§ EXERCISE INSTRUCTIONS
Every line of the material that holds "below" should be counted; give the number and nothing more.

§ RECORDS TO PROCESS
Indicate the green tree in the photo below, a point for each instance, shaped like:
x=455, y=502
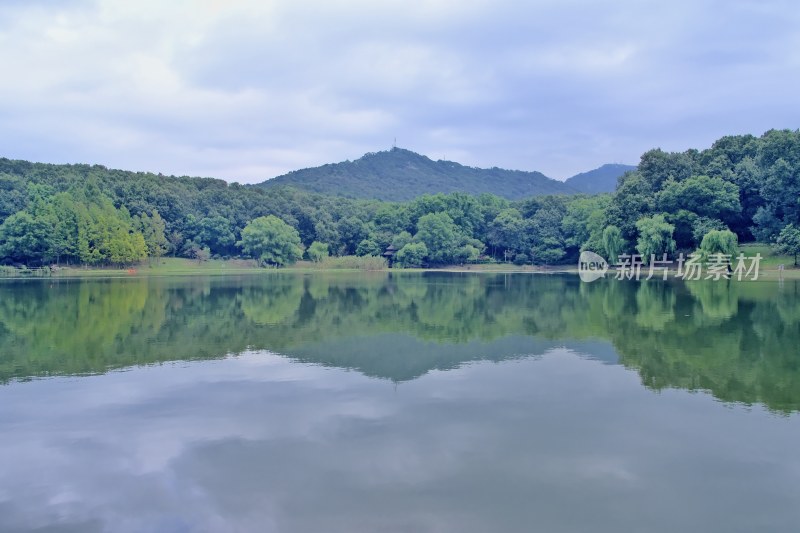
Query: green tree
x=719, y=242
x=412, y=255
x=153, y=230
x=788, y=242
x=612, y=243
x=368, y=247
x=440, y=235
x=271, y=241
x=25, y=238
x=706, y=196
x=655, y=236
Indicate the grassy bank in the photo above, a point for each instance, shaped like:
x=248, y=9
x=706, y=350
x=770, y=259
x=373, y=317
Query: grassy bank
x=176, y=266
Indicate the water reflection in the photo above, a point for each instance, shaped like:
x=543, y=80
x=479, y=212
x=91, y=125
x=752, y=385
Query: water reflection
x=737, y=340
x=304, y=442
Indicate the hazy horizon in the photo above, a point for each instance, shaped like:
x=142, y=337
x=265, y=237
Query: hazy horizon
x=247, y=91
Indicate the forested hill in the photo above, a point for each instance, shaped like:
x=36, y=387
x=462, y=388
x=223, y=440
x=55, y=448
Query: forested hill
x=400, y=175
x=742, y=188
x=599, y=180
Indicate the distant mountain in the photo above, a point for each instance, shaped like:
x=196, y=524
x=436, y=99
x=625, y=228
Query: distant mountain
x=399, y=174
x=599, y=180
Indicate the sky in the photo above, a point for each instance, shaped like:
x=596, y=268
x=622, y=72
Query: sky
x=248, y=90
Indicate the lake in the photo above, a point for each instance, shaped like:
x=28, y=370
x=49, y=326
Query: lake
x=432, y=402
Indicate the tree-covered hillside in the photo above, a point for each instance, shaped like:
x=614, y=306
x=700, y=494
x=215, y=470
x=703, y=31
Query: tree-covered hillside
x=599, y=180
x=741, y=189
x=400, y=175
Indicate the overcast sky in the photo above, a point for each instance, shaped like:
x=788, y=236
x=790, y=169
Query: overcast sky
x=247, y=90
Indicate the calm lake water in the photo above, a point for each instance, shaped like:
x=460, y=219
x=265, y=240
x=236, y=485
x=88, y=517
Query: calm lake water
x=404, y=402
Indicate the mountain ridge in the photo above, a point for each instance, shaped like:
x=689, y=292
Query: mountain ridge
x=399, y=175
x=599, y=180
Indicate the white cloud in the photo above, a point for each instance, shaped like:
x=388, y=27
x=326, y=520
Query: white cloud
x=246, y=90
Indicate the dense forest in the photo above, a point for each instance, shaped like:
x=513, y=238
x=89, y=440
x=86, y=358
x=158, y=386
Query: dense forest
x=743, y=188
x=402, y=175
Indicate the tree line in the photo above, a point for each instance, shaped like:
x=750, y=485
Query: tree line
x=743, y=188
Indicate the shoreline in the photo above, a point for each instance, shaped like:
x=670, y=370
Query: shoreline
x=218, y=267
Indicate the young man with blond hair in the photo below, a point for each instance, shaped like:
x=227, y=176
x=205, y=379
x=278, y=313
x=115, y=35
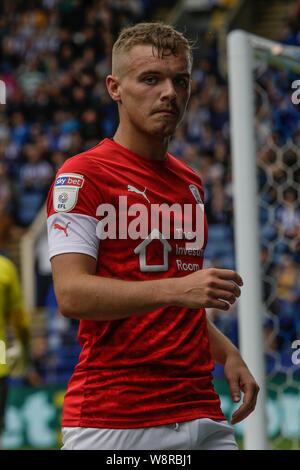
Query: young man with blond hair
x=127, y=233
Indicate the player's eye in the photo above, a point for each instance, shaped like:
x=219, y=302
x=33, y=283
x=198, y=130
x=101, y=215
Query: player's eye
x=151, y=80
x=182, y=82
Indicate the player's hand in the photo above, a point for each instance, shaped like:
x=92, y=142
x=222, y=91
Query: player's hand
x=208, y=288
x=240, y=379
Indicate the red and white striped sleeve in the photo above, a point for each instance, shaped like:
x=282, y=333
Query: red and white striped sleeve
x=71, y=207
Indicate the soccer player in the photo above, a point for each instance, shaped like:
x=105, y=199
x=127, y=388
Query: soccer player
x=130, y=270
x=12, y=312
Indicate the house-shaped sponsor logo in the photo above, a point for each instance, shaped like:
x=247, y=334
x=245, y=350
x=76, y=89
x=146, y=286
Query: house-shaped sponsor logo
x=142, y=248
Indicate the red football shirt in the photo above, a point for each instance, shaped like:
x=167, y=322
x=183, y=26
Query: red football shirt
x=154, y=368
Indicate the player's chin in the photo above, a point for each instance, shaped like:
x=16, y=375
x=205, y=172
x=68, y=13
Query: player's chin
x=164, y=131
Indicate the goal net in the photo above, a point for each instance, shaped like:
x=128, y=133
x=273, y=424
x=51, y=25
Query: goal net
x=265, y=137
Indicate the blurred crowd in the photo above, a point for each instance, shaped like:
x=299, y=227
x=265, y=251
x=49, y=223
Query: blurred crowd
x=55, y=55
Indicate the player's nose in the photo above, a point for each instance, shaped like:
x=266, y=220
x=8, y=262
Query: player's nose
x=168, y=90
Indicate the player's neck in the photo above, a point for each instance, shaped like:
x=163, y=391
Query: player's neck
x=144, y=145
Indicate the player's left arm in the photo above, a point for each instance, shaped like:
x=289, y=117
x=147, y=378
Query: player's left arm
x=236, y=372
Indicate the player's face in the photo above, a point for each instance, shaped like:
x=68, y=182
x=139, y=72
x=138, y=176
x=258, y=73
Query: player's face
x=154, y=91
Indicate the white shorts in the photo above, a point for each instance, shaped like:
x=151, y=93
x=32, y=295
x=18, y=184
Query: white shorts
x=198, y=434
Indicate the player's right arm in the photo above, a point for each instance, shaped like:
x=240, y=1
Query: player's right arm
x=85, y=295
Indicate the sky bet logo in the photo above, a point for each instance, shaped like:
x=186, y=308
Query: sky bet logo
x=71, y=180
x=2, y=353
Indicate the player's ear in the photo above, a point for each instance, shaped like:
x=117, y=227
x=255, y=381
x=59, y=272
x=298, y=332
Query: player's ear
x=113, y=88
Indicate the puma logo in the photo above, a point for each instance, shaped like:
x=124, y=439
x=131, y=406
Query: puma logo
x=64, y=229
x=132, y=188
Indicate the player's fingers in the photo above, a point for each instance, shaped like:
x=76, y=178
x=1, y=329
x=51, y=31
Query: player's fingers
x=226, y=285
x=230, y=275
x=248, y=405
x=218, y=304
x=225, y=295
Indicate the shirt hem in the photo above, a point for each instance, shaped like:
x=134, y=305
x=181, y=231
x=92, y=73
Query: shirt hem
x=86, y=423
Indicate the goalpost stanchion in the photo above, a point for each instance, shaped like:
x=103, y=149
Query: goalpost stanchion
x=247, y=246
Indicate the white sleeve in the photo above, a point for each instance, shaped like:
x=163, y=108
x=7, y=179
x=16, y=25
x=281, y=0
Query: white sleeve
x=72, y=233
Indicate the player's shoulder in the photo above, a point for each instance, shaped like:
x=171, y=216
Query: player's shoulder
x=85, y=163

§ SOLUTION TO THIS PROBLEM
2